**Exercise goal**
Format the records below as a two-column CSV with the headers "prompt" and "boxes," giving one row per record. Put each record's text and its answer in separate quoted fields, with any line breaks replaced by spaces.

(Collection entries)
───

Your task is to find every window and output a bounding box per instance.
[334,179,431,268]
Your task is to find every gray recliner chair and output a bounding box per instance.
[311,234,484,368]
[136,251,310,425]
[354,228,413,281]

───

**Output below**
prompt,boxes
"Your task is to find every window and output a bounding box per instance.","[334,179,431,268]"
"Your task is to find every gray recliner chair and output a bounding box per instance.","[311,234,484,368] [136,251,310,425] [354,228,413,281]"